PROVIDED PASSAGE =
· · ·

CFP Board/YouTube

The Certified Financial Planner Board of Standards has proposed a set of revisions to its Standards of Professional Conduct setting ethical standards for CFPs.

The draft, called a Code of Ethics and Standards of Conduct, would broaden the application of the fiduciary standard, effectively requiring CFPs to put their client’s interest first at all times. Under the CFP Board’s current standards, CFPs are required to act as fiduciaries when providing financial planning. Many accountants, including CPAs, are also CFPs, particularly those who specialize in offering financial planning services. The Labor Department’s fiduciary rule took effect earlier this month after repeated delays, requiring advisors to put their client’s interest first when providing advice on retirement plans such as 401(k)s and IRAs.

The revised standards include a presumption that CFPs are required to provide financial planning when providing financial advice, while also outlining the factors the CFP Board will weigh in determining whether financial planning is required.

The revisions update the CFP Board’s Practice Standards, with the financial planning process beginning after the engagement has formed, with goals selected after a CFP has developed an understanding of a client’s personal and financial circumstances.

The new standards include a revised process for addressing bankruptcies of CFPs. Bankruptcies are now among the types of adverse conduct that will be handled through the CFP Board’s disciplinary process, returning the board to the process it had in place before 2012.

· · ·

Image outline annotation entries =
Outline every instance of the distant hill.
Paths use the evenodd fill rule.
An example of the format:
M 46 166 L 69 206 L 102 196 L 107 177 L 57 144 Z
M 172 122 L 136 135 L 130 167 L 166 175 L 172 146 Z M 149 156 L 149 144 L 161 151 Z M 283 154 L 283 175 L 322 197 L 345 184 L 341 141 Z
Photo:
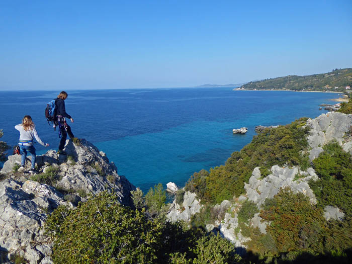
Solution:
M 216 87 L 240 87 L 241 85 L 243 85 L 244 84 L 246 83 L 246 82 L 241 82 L 241 83 L 229 83 L 228 84 L 203 84 L 201 85 L 196 86 L 196 87 L 204 87 L 204 88 L 213 88 Z
M 288 90 L 344 92 L 352 86 L 352 68 L 336 69 L 330 72 L 305 76 L 295 75 L 250 81 L 241 86 L 246 90 Z

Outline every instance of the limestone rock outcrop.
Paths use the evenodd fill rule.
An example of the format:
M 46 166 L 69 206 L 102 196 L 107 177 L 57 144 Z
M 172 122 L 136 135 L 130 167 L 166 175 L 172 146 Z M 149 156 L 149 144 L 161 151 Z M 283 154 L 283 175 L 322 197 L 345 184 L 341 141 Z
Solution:
M 184 195 L 182 206 L 176 203 L 176 199 L 170 204 L 167 218 L 172 222 L 184 220 L 189 222 L 192 216 L 200 212 L 202 207 L 199 200 L 197 199 L 196 194 L 186 192 Z
M 352 140 L 347 135 L 351 125 L 352 115 L 337 112 L 322 114 L 316 118 L 307 120 L 306 126 L 310 129 L 308 141 L 312 148 L 310 160 L 317 157 L 323 151 L 322 147 L 332 140 L 336 140 L 346 152 L 352 154 Z
M 19 255 L 31 263 L 52 263 L 52 245 L 43 226 L 59 205 L 74 207 L 89 196 L 105 190 L 117 194 L 121 204 L 131 204 L 130 192 L 135 187 L 118 174 L 116 166 L 104 152 L 84 139 L 79 145 L 67 140 L 65 150 L 67 155 L 51 150 L 37 157 L 40 172 L 55 169 L 53 186 L 34 181 L 33 175 L 13 171 L 20 163 L 20 155 L 10 156 L 5 163 L 1 173 L 6 179 L 0 182 L 2 259 Z M 30 166 L 28 160 L 26 168 Z
M 246 127 L 241 127 L 241 128 L 236 128 L 232 129 L 233 134 L 245 134 L 248 131 L 248 128 Z

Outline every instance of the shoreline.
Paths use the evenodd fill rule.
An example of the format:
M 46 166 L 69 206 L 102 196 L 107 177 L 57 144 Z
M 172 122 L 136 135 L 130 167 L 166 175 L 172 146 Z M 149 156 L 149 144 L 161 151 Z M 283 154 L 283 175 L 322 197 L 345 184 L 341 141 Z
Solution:
M 294 90 L 284 90 L 282 89 L 271 89 L 271 90 L 266 90 L 266 89 L 260 89 L 260 90 L 250 90 L 250 89 L 232 89 L 232 91 L 283 91 L 283 92 L 294 92 L 297 93 L 330 93 L 334 94 L 343 94 L 342 92 L 333 92 L 333 91 L 294 91 Z M 333 98 L 332 99 L 328 99 L 329 101 L 335 101 L 335 102 L 348 102 L 348 97 L 346 95 L 343 95 L 342 97 L 339 97 L 338 98 Z

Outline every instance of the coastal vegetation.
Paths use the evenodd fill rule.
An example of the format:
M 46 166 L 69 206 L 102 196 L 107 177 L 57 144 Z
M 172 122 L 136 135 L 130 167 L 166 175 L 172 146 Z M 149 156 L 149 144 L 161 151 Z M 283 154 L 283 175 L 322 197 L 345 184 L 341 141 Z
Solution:
M 3 130 L 0 129 L 0 138 L 4 135 Z M 6 142 L 0 141 L 0 162 L 2 162 L 6 160 L 6 151 L 10 148 L 10 146 Z
M 307 154 L 303 152 L 308 146 L 309 129 L 303 127 L 306 120 L 303 118 L 265 129 L 240 151 L 233 152 L 224 165 L 195 173 L 185 190 L 197 194 L 202 203 L 215 205 L 242 194 L 255 167 L 260 167 L 263 177 L 276 164 L 299 165 L 305 169 L 309 165 Z
M 54 241 L 54 261 L 176 264 L 240 260 L 234 245 L 219 235 L 207 235 L 201 229 L 165 221 L 165 205 L 157 202 L 158 188 L 155 186 L 144 197 L 137 190 L 139 193 L 134 194 L 138 201 L 135 210 L 121 205 L 115 194 L 106 192 L 75 209 L 58 208 L 46 225 Z M 150 210 L 153 214 L 148 213 Z
M 352 86 L 352 68 L 336 69 L 330 72 L 310 75 L 289 75 L 250 81 L 241 86 L 246 90 L 344 92 Z
M 340 109 L 337 112 L 343 114 L 352 114 L 352 98 L 349 98 L 348 102 L 341 103 Z

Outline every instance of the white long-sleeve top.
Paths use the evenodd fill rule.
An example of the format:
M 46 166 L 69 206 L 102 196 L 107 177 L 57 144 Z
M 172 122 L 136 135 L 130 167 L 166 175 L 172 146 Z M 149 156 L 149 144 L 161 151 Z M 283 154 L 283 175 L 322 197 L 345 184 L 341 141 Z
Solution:
M 39 136 L 38 135 L 38 133 L 37 132 L 37 130 L 35 129 L 35 127 L 26 131 L 25 130 L 22 124 L 19 124 L 15 126 L 15 128 L 20 131 L 20 140 L 33 140 L 33 138 L 35 138 L 38 143 L 44 146 L 45 146 L 45 143 L 40 139 Z M 33 142 L 23 144 L 24 146 L 32 146 L 33 144 Z

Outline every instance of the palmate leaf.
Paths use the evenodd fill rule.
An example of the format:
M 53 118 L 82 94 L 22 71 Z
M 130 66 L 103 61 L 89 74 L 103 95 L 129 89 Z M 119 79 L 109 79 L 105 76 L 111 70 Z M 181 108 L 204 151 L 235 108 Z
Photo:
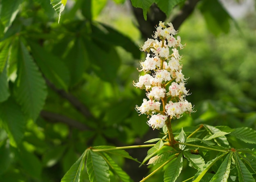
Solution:
M 232 153 L 229 153 L 210 182 L 227 182 L 230 172 Z
M 51 4 L 52 5 L 52 7 L 58 15 L 58 23 L 60 22 L 61 13 L 65 8 L 66 3 L 67 0 L 51 0 Z
M 88 152 L 85 150 L 78 160 L 66 173 L 61 182 L 79 182 L 80 175 L 84 166 L 86 156 Z
M 204 160 L 200 155 L 192 154 L 187 151 L 184 151 L 183 155 L 189 160 L 192 166 L 198 170 L 202 169 L 205 165 Z
M 221 132 L 220 129 L 218 129 L 214 126 L 210 126 L 208 125 L 204 124 L 204 127 L 209 131 L 211 134 L 215 134 L 219 133 L 219 132 Z M 216 142 L 218 145 L 220 146 L 230 148 L 229 144 L 227 139 L 227 138 L 225 136 L 222 136 L 218 138 L 213 138 L 214 141 Z
M 102 153 L 109 167 L 113 170 L 115 174 L 118 176 L 123 182 L 130 182 L 131 180 L 130 176 L 120 167 L 114 160 L 106 153 Z
M 252 175 L 247 169 L 245 165 L 239 158 L 239 156 L 236 153 L 234 155 L 236 160 L 236 165 L 238 171 L 239 181 L 246 182 L 255 182 Z
M 160 155 L 157 155 L 151 158 L 147 165 L 151 164 L 157 164 L 168 160 L 171 156 L 173 156 L 175 153 L 171 151 L 167 151 Z
M 0 73 L 0 102 L 6 101 L 10 96 L 7 74 L 7 64 Z
M 155 2 L 160 9 L 168 17 L 175 6 L 184 1 L 185 0 L 155 0 Z
M 0 22 L 2 22 L 4 26 L 4 33 L 15 19 L 23 1 L 22 0 L 2 0 Z
M 35 121 L 43 108 L 47 95 L 45 82 L 21 42 L 18 57 L 14 94 L 23 111 Z
M 90 150 L 86 159 L 86 168 L 91 182 L 110 182 L 109 168 L 104 158 Z
M 32 42 L 29 44 L 35 61 L 43 75 L 58 88 L 67 90 L 70 72 L 65 64 L 37 44 Z
M 0 104 L 0 124 L 8 133 L 13 146 L 16 147 L 22 140 L 26 123 L 20 106 L 12 98 Z
M 135 8 L 142 8 L 143 10 L 143 16 L 145 20 L 147 20 L 147 11 L 155 0 L 131 0 L 132 4 Z
M 164 182 L 175 182 L 182 170 L 183 165 L 183 154 L 180 153 L 175 160 L 168 164 L 164 176 Z
M 223 156 L 227 153 L 227 152 L 224 153 L 221 155 L 217 156 L 216 158 L 209 161 L 204 165 L 202 169 L 200 169 L 195 175 L 194 180 L 193 181 L 194 182 L 199 182 L 202 178 L 204 175 L 205 173 L 219 159 L 220 159 Z
M 256 131 L 247 127 L 236 128 L 230 134 L 246 143 L 256 144 Z

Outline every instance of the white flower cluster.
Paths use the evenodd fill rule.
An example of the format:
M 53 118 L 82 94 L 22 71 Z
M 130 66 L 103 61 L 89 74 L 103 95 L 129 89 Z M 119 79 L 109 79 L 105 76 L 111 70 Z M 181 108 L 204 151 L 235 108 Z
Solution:
M 179 118 L 184 112 L 194 112 L 191 103 L 185 99 L 189 94 L 185 87 L 187 79 L 182 72 L 182 57 L 177 49 L 184 45 L 181 44 L 180 37 L 174 37 L 178 32 L 173 24 L 167 25 L 159 22 L 153 36 L 155 39 L 148 38 L 141 47 L 141 50 L 148 53 L 139 70 L 144 74 L 133 83 L 135 86 L 147 92 L 149 100 L 144 99 L 135 109 L 148 115 L 147 123 L 153 129 L 162 128 L 168 117 Z

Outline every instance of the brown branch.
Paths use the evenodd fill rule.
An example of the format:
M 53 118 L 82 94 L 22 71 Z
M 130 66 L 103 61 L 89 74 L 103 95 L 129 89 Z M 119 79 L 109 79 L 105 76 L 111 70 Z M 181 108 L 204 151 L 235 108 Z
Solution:
M 200 0 L 186 1 L 178 14 L 173 19 L 172 23 L 176 30 L 177 30 L 183 22 L 193 13 Z
M 47 121 L 54 123 L 63 123 L 80 130 L 83 131 L 89 129 L 83 124 L 58 114 L 43 110 L 41 111 L 40 116 Z
M 58 89 L 53 84 L 47 79 L 45 79 L 45 81 L 46 83 L 49 87 L 58 93 L 60 96 L 68 100 L 70 103 L 77 110 L 81 112 L 83 115 L 85 116 L 86 118 L 90 118 L 94 120 L 96 120 L 96 118 L 94 117 L 89 109 L 73 95 L 67 93 L 63 90 Z

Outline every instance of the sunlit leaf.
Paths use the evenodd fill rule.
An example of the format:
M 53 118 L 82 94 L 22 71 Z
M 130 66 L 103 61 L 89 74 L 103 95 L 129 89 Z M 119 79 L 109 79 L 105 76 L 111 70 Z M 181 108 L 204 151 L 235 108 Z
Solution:
M 32 42 L 29 42 L 35 61 L 45 77 L 59 88 L 67 90 L 70 72 L 58 57 Z
M 227 152 L 223 153 L 221 155 L 217 156 L 216 158 L 210 160 L 204 166 L 202 169 L 200 169 L 195 175 L 194 178 L 194 180 L 193 181 L 193 182 L 200 182 L 201 180 L 204 175 L 205 173 L 209 170 L 209 169 L 216 162 L 222 158 L 223 156 L 225 156 L 227 153 Z
M 159 154 L 151 158 L 147 165 L 151 164 L 157 164 L 167 160 L 171 156 L 175 155 L 174 152 L 168 151 L 163 153 Z
M 183 130 L 183 128 L 181 128 L 181 131 L 179 134 L 178 138 L 180 142 L 186 143 L 186 135 L 185 132 L 184 132 L 184 130 Z M 182 150 L 183 150 L 186 147 L 185 145 L 179 145 L 179 146 L 180 146 L 180 148 Z
M 6 101 L 10 96 L 7 74 L 7 64 L 0 73 L 0 102 Z
M 213 134 L 220 133 L 219 132 L 221 132 L 220 129 L 212 126 L 204 124 L 204 126 L 210 133 Z M 213 138 L 213 139 L 216 142 L 218 143 L 219 145 L 227 148 L 230 147 L 229 144 L 227 139 L 227 138 L 226 138 L 226 136 L 220 136 L 218 138 Z
M 8 133 L 12 146 L 17 147 L 22 140 L 26 123 L 19 105 L 11 98 L 0 104 L 0 124 Z
M 100 155 L 90 150 L 86 159 L 87 173 L 91 182 L 110 182 L 109 168 Z
M 155 145 L 155 148 L 159 150 L 164 145 L 164 143 L 162 139 L 158 141 Z
M 212 139 L 215 138 L 216 138 L 220 137 L 220 136 L 224 136 L 227 134 L 230 133 L 230 132 L 227 133 L 224 132 L 218 132 L 214 133 L 213 135 L 208 135 L 205 136 L 203 138 L 203 140 L 210 140 Z
M 58 14 L 58 23 L 60 22 L 61 13 L 64 11 L 65 8 L 67 0 L 51 0 L 51 4 L 52 5 L 52 7 L 54 9 L 57 14 Z
M 205 165 L 204 160 L 200 155 L 192 154 L 188 151 L 184 151 L 183 155 L 190 162 L 192 166 L 198 170 L 202 169 Z
M 140 8 L 143 10 L 143 16 L 147 20 L 147 12 L 155 0 L 131 0 L 132 4 L 135 8 Z
M 113 171 L 115 175 L 117 175 L 123 182 L 130 182 L 131 179 L 129 175 L 122 169 L 114 160 L 106 153 L 103 154 L 104 158 L 110 168 Z
M 23 1 L 22 0 L 2 0 L 0 19 L 4 27 L 4 33 L 15 19 Z
M 150 140 L 148 140 L 148 141 L 146 141 L 146 142 L 144 142 L 144 143 L 151 143 L 153 142 L 156 142 L 157 141 L 159 141 L 161 140 L 161 138 L 153 138 Z
M 230 172 L 231 153 L 229 153 L 222 162 L 210 182 L 227 182 Z
M 180 175 L 183 165 L 183 155 L 180 153 L 173 162 L 171 162 L 164 171 L 164 181 L 174 182 Z
M 87 151 L 84 151 L 78 160 L 66 173 L 61 182 L 79 182 L 81 171 L 83 168 Z
M 252 128 L 247 127 L 236 128 L 230 134 L 246 143 L 256 144 L 256 131 Z
M 255 180 L 250 173 L 250 171 L 239 158 L 239 156 L 236 153 L 234 155 L 236 159 L 236 165 L 238 171 L 239 181 L 246 182 L 255 182 Z
M 22 42 L 18 57 L 15 95 L 24 112 L 34 121 L 45 103 L 47 95 L 45 82 Z

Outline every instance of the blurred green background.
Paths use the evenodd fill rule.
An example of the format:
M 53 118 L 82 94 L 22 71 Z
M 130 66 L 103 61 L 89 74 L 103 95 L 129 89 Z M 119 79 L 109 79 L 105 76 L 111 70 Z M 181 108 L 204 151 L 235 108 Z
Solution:
M 141 9 L 129 1 L 68 0 L 58 24 L 49 2 L 13 1 L 0 1 L 0 181 L 59 182 L 90 146 L 142 144 L 157 137 L 159 131 L 152 131 L 146 116 L 134 109 L 145 96 L 144 90 L 132 86 L 145 57 L 139 46 L 153 34 L 155 22 L 177 20 L 187 2 L 178 1 L 167 16 L 154 4 L 145 21 Z M 189 78 L 186 88 L 191 94 L 186 99 L 197 112 L 173 121 L 173 129 L 201 123 L 255 129 L 255 2 L 235 18 L 218 1 L 189 2 L 193 1 L 191 14 L 178 21 L 180 26 L 177 21 L 174 25 L 186 44 L 180 51 L 183 73 Z M 247 1 L 225 2 L 239 7 Z M 9 26 L 3 13 L 8 6 L 18 9 Z M 5 51 L 9 54 L 3 64 L 7 48 L 11 49 Z M 35 64 L 22 66 L 27 59 Z M 23 72 L 31 68 L 39 75 Z M 43 86 L 22 80 L 24 72 L 27 79 L 43 81 Z M 22 102 L 27 95 L 17 88 L 20 81 L 31 83 L 22 88 L 25 93 L 36 97 L 40 91 L 39 99 Z M 33 105 L 35 112 L 29 109 Z M 235 147 L 249 146 L 229 139 Z M 128 151 L 141 161 L 146 150 Z M 153 170 L 113 158 L 134 181 Z M 188 170 L 188 176 L 193 172 Z M 83 181 L 88 181 L 83 174 Z M 150 181 L 162 178 L 156 175 Z M 182 178 L 187 178 L 179 180 Z

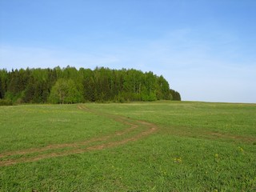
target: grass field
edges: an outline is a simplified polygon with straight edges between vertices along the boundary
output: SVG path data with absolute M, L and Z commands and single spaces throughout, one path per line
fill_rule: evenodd
M 0 107 L 0 191 L 256 191 L 256 105 Z

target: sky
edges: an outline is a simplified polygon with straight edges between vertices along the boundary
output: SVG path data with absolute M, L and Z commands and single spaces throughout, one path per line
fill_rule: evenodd
M 0 69 L 136 69 L 183 101 L 256 102 L 255 0 L 0 0 Z

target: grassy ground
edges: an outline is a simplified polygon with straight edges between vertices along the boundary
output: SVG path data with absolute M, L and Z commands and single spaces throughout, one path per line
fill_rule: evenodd
M 0 107 L 0 191 L 256 190 L 254 104 L 82 106 Z

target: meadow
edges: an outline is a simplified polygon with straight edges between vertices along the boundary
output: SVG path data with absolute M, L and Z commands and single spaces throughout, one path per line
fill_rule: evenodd
M 256 191 L 256 104 L 0 107 L 0 191 Z

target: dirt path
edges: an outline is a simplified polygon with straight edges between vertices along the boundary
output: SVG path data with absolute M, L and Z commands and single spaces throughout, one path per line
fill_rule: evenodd
M 35 162 L 44 158 L 82 154 L 87 151 L 115 147 L 120 145 L 124 145 L 129 142 L 137 141 L 154 133 L 158 129 L 157 126 L 150 122 L 134 120 L 121 115 L 93 110 L 86 107 L 84 105 L 78 105 L 78 108 L 86 112 L 112 118 L 123 125 L 129 126 L 129 127 L 121 131 L 116 131 L 112 134 L 94 138 L 83 142 L 54 144 L 49 145 L 45 147 L 30 148 L 27 150 L 2 153 L 0 154 L 0 166 L 10 166 L 21 162 Z M 120 139 L 121 136 L 122 138 Z

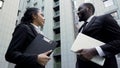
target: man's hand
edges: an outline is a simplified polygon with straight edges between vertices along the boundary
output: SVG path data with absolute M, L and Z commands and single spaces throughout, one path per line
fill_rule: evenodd
M 90 60 L 94 56 L 98 55 L 95 48 L 81 49 L 81 50 L 77 51 L 77 54 L 84 57 L 84 58 L 86 58 L 87 60 Z
M 39 54 L 38 55 L 38 63 L 45 66 L 47 64 L 47 62 L 50 60 L 50 57 L 47 55 L 51 52 L 52 52 L 52 50 L 42 53 L 42 54 Z

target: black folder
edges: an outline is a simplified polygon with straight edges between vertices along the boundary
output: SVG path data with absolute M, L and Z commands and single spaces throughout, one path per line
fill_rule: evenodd
M 56 41 L 49 40 L 47 37 L 45 37 L 41 34 L 38 34 L 35 37 L 35 39 L 30 43 L 30 45 L 26 48 L 24 53 L 41 54 L 41 53 L 47 52 L 49 50 L 54 50 L 56 48 L 56 46 L 57 46 Z

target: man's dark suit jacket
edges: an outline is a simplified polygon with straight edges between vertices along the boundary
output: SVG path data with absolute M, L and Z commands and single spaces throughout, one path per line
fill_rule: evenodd
M 36 54 L 24 54 L 25 49 L 37 34 L 31 24 L 20 24 L 15 28 L 5 55 L 7 61 L 16 64 L 15 68 L 44 68 L 38 64 Z
M 115 55 L 120 53 L 120 27 L 113 17 L 108 14 L 93 17 L 82 33 L 106 43 L 100 46 L 106 60 L 104 66 L 99 66 L 77 56 L 76 68 L 117 68 Z

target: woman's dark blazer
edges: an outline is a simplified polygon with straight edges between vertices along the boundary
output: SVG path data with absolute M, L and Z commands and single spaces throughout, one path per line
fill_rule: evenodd
M 29 55 L 24 53 L 36 35 L 37 32 L 31 24 L 19 24 L 13 32 L 5 59 L 16 64 L 15 68 L 44 68 L 38 64 L 36 54 Z
M 92 63 L 85 62 L 77 57 L 77 68 L 117 68 L 115 55 L 120 53 L 120 27 L 113 17 L 109 14 L 97 16 L 84 27 L 82 33 L 98 39 L 105 45 L 101 45 L 105 53 L 105 64 L 103 67 Z

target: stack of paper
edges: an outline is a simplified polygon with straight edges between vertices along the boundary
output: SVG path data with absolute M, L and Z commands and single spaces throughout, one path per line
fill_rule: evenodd
M 103 43 L 99 40 L 91 38 L 85 34 L 79 33 L 71 47 L 71 50 L 73 52 L 77 52 L 80 49 L 93 48 L 93 47 L 104 45 L 104 44 L 105 43 Z M 95 56 L 94 58 L 91 59 L 91 61 L 103 66 L 105 58 L 100 57 L 100 56 Z

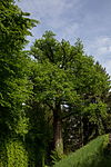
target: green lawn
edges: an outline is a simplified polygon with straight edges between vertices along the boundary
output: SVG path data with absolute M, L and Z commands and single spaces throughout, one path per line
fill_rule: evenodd
M 54 167 L 111 167 L 108 144 L 109 135 L 100 136 L 57 163 Z

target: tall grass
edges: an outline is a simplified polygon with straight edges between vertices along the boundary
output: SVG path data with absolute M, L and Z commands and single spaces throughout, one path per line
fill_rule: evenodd
M 108 143 L 108 135 L 100 136 L 57 163 L 54 167 L 111 167 Z

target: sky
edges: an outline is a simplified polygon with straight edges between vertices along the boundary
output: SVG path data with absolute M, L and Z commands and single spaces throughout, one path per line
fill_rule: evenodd
M 46 30 L 74 45 L 80 38 L 111 76 L 111 0 L 20 0 L 17 4 L 40 23 L 31 30 L 31 46 Z

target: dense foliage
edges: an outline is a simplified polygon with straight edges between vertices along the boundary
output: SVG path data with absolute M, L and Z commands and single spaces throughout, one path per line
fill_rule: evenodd
M 36 23 L 14 0 L 0 1 L 1 167 L 51 166 L 111 127 L 109 75 L 80 39 L 52 31 L 24 51 Z

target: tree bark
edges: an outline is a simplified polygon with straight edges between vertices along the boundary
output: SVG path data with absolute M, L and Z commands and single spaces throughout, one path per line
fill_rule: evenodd
M 53 111 L 53 146 L 59 156 L 63 155 L 62 121 L 60 110 Z

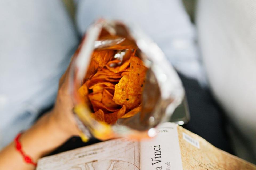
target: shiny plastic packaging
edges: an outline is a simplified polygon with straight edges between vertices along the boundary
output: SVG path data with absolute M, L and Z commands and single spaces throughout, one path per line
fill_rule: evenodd
M 95 64 L 91 66 L 94 60 L 92 53 L 114 50 L 113 57 L 122 61 L 134 49 L 147 68 L 141 110 L 132 117 L 119 119 L 113 124 L 96 120 L 90 116 L 94 112 L 83 103 L 77 92 L 101 66 Z M 175 71 L 157 45 L 135 26 L 115 21 L 97 21 L 88 29 L 73 60 L 70 90 L 76 120 L 84 141 L 92 135 L 102 140 L 154 136 L 157 133 L 156 127 L 170 120 L 183 99 L 184 89 Z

· · ·

TASKS TO PERFORM =
A. Answer these questions using the passage on the CFP Board's proposed standards:
(i) What name has the draft been given?
(ii) Under the board's current standards, when must CFPs act as fiduciaries?
(iii) Handling bankruptcies through the disciplinary process returns the board to the process it had in place before what year?
B. Set down, word for word, everything in the passage on the CFP Board's proposed standards from "The revised standards" down to "and financial circumstances.".
C. Summarize the passage on the CFP Board's proposed standards in two sentences.

ANSWERS FOR THE TASKS =
A.
(i) Code of Ethics and Standards of Conduct
(ii) When providing financial planning
(iii) 2012

B.
The revised standards include a presumption that CFPs are required to provide financial planning when providing financial advice, while also outlining the factors the CFP Board will weigh in determining whether financial planning is required.

The revisions update the CFP Board’s Practice Standards, with the financial planning process beginning after the engagement has formed, with goals selected after a CFP has developed an understanding of a client’s personal and financial circumstances.

C. The Certified Financial Planner Board of Standards has proposed a Code of Ethics and Standards of Conduct that would broaden the fiduciary standard, effectively requiring CFPs to put their client's interest first at all times, and would presume that CFPs must provide financial planning when giving financial advice. The revisions also update the board's Practice Standards and bring CFP bankruptcies under its disciplinary process, returning the board to the process it had before 2012.